▸ **What is required**
Quote all of the following data verbatim, line by line, and omit the pictures.

▸ **Extracted entries**

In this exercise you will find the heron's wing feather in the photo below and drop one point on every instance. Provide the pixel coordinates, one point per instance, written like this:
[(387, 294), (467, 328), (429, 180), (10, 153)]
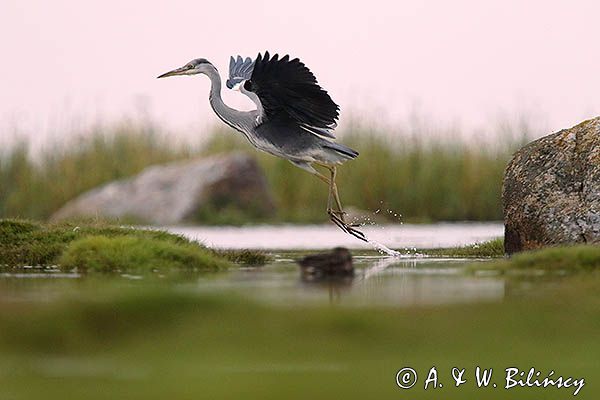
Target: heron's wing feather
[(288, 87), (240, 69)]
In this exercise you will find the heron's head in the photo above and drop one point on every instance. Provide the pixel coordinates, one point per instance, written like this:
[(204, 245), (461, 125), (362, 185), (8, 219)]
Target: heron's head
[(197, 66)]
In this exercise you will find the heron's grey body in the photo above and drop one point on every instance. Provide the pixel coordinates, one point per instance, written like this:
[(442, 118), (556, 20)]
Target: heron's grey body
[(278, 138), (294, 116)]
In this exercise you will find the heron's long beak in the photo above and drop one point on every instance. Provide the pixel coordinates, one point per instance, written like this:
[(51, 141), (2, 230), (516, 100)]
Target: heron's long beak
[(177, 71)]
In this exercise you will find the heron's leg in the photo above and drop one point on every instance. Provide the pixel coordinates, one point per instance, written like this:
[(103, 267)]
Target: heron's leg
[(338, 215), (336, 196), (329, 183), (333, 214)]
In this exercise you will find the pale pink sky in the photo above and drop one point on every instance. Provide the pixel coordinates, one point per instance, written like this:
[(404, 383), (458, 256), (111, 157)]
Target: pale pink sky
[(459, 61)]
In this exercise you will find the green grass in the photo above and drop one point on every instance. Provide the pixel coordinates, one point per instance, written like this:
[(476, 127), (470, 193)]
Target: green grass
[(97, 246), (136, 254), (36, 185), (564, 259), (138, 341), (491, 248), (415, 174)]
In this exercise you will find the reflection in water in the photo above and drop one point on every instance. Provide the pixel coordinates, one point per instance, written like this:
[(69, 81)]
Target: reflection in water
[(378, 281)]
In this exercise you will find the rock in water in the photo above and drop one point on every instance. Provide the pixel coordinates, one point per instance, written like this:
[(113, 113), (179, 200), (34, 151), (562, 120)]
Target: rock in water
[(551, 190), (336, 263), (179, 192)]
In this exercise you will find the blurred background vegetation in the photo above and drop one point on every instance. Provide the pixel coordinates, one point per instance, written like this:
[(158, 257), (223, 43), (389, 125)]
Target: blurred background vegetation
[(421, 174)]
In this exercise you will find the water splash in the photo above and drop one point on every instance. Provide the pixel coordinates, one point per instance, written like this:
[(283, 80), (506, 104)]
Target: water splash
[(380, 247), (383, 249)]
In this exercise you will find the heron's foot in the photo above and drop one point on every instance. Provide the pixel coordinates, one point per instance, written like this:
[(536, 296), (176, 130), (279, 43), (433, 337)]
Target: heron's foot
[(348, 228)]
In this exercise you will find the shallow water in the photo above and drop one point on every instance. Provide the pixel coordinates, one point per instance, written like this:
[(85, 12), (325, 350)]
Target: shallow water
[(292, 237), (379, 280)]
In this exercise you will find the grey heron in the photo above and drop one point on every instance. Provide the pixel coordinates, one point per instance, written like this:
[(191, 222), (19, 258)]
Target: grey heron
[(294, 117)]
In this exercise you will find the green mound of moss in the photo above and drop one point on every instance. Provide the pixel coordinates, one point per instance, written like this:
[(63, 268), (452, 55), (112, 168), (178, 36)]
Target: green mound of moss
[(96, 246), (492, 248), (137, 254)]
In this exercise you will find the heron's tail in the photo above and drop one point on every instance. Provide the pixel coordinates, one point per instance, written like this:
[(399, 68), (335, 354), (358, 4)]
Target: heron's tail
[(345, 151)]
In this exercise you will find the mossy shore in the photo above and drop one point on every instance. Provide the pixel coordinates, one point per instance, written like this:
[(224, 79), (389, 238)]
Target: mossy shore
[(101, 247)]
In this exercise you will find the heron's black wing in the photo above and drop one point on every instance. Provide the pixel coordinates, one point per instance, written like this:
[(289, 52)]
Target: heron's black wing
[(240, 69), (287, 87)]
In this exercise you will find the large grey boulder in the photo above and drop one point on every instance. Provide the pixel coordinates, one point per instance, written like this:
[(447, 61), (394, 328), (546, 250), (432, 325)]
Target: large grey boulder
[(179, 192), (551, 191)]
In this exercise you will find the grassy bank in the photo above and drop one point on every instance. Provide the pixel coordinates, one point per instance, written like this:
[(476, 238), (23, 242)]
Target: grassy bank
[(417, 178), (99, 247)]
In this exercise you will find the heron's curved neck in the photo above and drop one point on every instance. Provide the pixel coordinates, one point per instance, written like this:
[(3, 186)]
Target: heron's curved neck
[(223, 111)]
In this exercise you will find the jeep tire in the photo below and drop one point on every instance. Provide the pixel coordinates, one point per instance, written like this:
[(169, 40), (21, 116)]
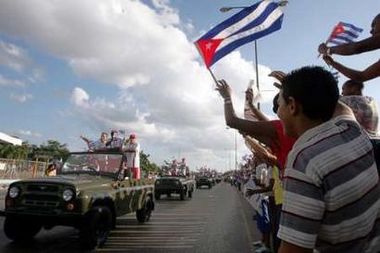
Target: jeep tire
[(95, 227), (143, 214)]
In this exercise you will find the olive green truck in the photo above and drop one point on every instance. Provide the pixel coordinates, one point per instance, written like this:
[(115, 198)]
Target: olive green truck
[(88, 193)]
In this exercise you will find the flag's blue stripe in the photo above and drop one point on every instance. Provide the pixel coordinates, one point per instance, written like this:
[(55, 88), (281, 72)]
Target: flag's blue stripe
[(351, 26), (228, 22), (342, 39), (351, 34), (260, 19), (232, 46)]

▸ **Final result**
In this exercise you will find the heron's wing feather in the photo below and drop one point on every instance. Provide the pixel coordinates, one point per instance, written like this:
[(387, 294), (467, 328), (429, 180), (10, 153)]
Target: heron's wing feather
[(288, 87), (240, 69)]
In this exercise you will find the heron's head in the photo above and drop one point on every instance. Provide the pixel coordinates, one point per instance, written like this:
[(204, 245), (461, 125), (362, 185), (8, 219)]
Target: heron's head
[(197, 66)]
In this exercise you will find the heron's grey body in the photo above and drop one point on every instance. Provide the pixel coordinates, one point per instance, written like this:
[(442, 118), (556, 20)]
Target: heron's grey body
[(278, 138), (294, 116)]
In this exercise you will find the heron's long beak in the photo above and drop one point on every instance. Provide the pixel coordinates, one point per instance, written like this:
[(51, 141), (2, 230), (516, 100)]
Target: heron's long beak
[(177, 71)]
In this exercise you will find the heron's leg in the photo above and drop one point on every instance. Provide the pixel coordinates, one point per instance, written like this:
[(103, 267)]
Target: heron's leg
[(338, 215), (336, 196), (329, 183), (333, 214)]
In this exercise you will find the pale pink sky in the photo above and drop one point on every instance. Provide the pixel coordinates, one point per instance, written like this:
[(404, 383), (458, 256), (111, 157)]
Target: pale pink sky
[(459, 61)]
In this exercise you will find the green grass in the photo above and drop one point on every instance. Provide the pixel coordinates, one point per instance, written like this:
[(476, 127), (470, 193)]
Target: green grass
[(97, 246), (136, 254), (36, 185), (564, 259), (138, 341), (491, 248), (415, 174)]
In this exercise you will find the reflection in water in the photo above and drop one point on every instance. Provide the pixel coordinates, one point per instance, written like this:
[(69, 81)]
Target: reflection in water
[(378, 281)]
In this exercise you will find the rock in water in the photo above and drop one point on every instance. Provide the pixel coordinates, one point per instance, written like this:
[(113, 113), (179, 200), (34, 151), (562, 120)]
Target: rock in water
[(551, 190), (336, 263), (179, 192)]
In this exercise you will find the blurred background vegetation in the photo above and drop one point on every instance. Provide the pixel coordinates, one point per instance, written like this:
[(158, 257), (223, 43), (389, 125)]
Target: blurred background vegetation
[(421, 174)]
In this exercise you will find the water splash in the photo above and drop one point on every instance. Provide the pixel coordinates, one point per instance, written like this:
[(283, 80), (506, 104)]
Target: water splash
[(380, 247), (383, 249)]
In this exercise you will find the heron's foot in the photo above and drop one point on every instance. Provide the pixel coordinates, one point per instance, written like this:
[(536, 296), (176, 130), (279, 43), (433, 337)]
Target: heron's foot
[(348, 228)]
In this exercise you will find the shallow water in the photo above and drop one point on every instance. Provide the pixel coordinates, one point per instance, written like this:
[(85, 12), (325, 350)]
Target: shallow water
[(292, 237), (379, 280)]
In this exercise you will find the grey heron in the photo above and drop one point on every instance. Provide the pixel coordinates, one point per instance, written like this:
[(191, 222), (19, 258)]
Target: grey heron
[(294, 117)]
In this exercise you will find the green mound of moss in the photo above and drop one point on every instance. Provide the pixel coordinates, one point per instance, written like this:
[(63, 268), (452, 55), (112, 168), (178, 36)]
Target: green mound of moss
[(96, 246), (492, 248), (137, 254)]
In this exercise you will find the heron's tail in the photo above and drop one point on every instance. Provide the pixel coordinates, one point per instance, written like this:
[(399, 68), (335, 354), (358, 4)]
Target: heron's tail
[(345, 151)]
In this exercise you will find the mossy shore in the photo above and drop one point on every instance. Provide the pixel coordinates, one point per instance, written like this:
[(224, 79), (389, 238)]
Target: mossy shore
[(101, 247)]
In this exercise you will find the heron's black wing in the photo above and drop one point on every instance. Provide the pixel coordinates, one point per instance, written like this:
[(289, 52)]
Target: heron's black wing
[(240, 69), (287, 87)]
In this exercise you will find the large grey boulder in the photo above and drop one point on every instance. Provide the pixel coordinates, one point per instance, written like this:
[(447, 61), (394, 328), (546, 250), (432, 325)]
Target: large grey boulder
[(179, 192), (551, 191)]
In this exercise you will find the grassy bank in the photo above and drop one point on every instance. Provide the pixel coordinates, one point per instance, written like this:
[(476, 238), (23, 242)]
Target: grassy bank
[(417, 178), (99, 247)]
In this exercise you will find the heron's curved neck in the photo above and drop one point on every instance. Provide the pixel coordinates, one point per instance, written like this:
[(3, 186)]
Target: heron's curved neck
[(223, 111)]
In this exercise you will find the jeep tire in the photo below and drop one point on every instance. Provide the pixel coordinates, one point per instance, written like this:
[(169, 40), (21, 116)]
Target: jeep tire
[(95, 227), (143, 214)]
In this exercise you will find the olive green truck in the photo above and drop one point on every instance. Provide the pixel coordinates, one point per instance, written like this:
[(115, 198)]
Target: olive green truck
[(88, 193)]
In this exercise you will find the flag's blue stripe in the photo above and drop one point on every instance. Provide the pixel coordinates, one point per instance, written like this:
[(55, 88), (281, 72)]
Target: flag's blue stripe
[(351, 26), (228, 22), (342, 39), (351, 34), (260, 19), (232, 46)]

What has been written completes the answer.